::: 読解用抜粋 :::

傑作ブロードウェイミュージカルの実写化という触れ込みなんだけど、見てみると何とも妙な、不思議な青春映画。
主人公のエヴァンは愛すべきキャラクターとして描かれるのかと思ったら、嘘を重ねていく姿にいつしか全く共感できなくなった。
でも悪い人間じゃないのはわかる。
彼は弱いだけだ。
そして映画を見終わって気付く。
これは嘘を反省し、懺悔するエヴァンをあなたは許す事ができるのか?と問われているのだと。
ちょっとこんな感想を持った作品は初めてで、いまだにどう評価していいのかよくわからない。
何とも不思議な映画です。
ネタバレ度70%。
未見の方はDVDか配信で! ネタバレ上等な方はお進みください。
粗筋
誤解されたのがきっかけで、自殺した男子学生と友達だったと嘘をついてしまうエヴァン。
エヴァンが語る友情エピソードに多くの者が感動し、彼はみんなの人気者になっていく。
分析
エヴァンは映画冒頭、さえない学生として描かれる。
学校でも全く目立たないスクールカースト底辺。
これだけでもう私の感情移入のスイッチが入った。
共感せずにはいられない。
エヴァンを応援する気満々だった。
そして彼はある誤解から、自殺した同級生コナーの親友だったとみんなに認識される。
エヴァンはそう信じ切っているコナーの両親を前にして、その誤解を解く事ができない。
コナーの妹ゾーイはエヴァンの意中の女子であり、更に嘘だとは言い出せなくなる。
うん、ここまではいい。
エヴァンの不安に私も共感していた。
どうするんだエヴァン!と。

::: 提供データ :::

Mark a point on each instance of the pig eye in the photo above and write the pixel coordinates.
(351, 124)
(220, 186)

:::

**必須課題**
ブロードウェイミュージカルを実写化した映画の感想文を、最後の文の続きから書き進めてください。

**記述回答**
だがコナーの追悼集会で、彼との友情エピソードを感動的に歌い上げ、その様子がSNSで拡散、人気者になるあたりで、ん?と首を傾げる。
思い切りみんなの前で嘘をでっち上げてる。
しかも感動させてる。
さすがにどうなん?と。
挙句、嘘を重ねて意中の女子ゾーイから好意を得て、良い仲になってしまう。
ここまで文章にすればわかる。
エヴァン、リアルなら半殺しにされておかしくないレベルです。
とてもじゃないが、良い奴には思えない。
たとえそれが彼の弱さだとしても。
お前でもそうしただろうと言われても。
ベン・プラットはとても繊細に演じていて、エヴァンが悪い人間じゃないのはわかるけども。
それにしてもだ。
そして嘘を突き通す事はもう不可能というレベルになってようやく、エヴァンは自分の嘘を白状する。
はっきり言って、映画の主人公としては時既に遅しというか、「よくやく白状したか!」というレベル。
本当にこれで傑作ミュージカルなのか?と不思議に思う。
映画はここからエヴァンの反省、懺悔が描かれる。
正直なところ、それも中途半端と言うか、映画としての盛り上がりに欠ける。
エヴァンはただ非難を受け入れるという感じで、それ以上の何かは感じられなかった。
シナリオ的に、エヴァンを多くの観客に好かれるキャラにするチャンスはいくらでもあった。
嘘の友情エピソードを感動的に歌い上げるのではなく、嘘をついた懺悔をみんなの前でして、感動させる道もあったろう。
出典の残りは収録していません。